EXERCISE PROMPT
Every line from the line containing "Can you find the person's" through the final line below must be returned exactly, and no other line.

------ INFORMATION ------

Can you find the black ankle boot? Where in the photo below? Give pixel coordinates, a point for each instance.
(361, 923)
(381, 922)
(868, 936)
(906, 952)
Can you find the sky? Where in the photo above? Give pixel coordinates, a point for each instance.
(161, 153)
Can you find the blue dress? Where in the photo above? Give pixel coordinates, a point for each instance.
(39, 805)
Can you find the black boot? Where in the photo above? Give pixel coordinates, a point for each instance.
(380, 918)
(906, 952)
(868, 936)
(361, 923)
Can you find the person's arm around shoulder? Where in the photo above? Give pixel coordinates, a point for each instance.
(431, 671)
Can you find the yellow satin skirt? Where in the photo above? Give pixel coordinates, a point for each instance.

------

YOUR RESPONSE
Can you find the person's arm around shoulder? Where in the photo above? Give pixel coordinates, a point for each instance.
(431, 671)
Can you find the yellow satin skirt? Where in the photo above? Give pixel coordinates, a point for each instance.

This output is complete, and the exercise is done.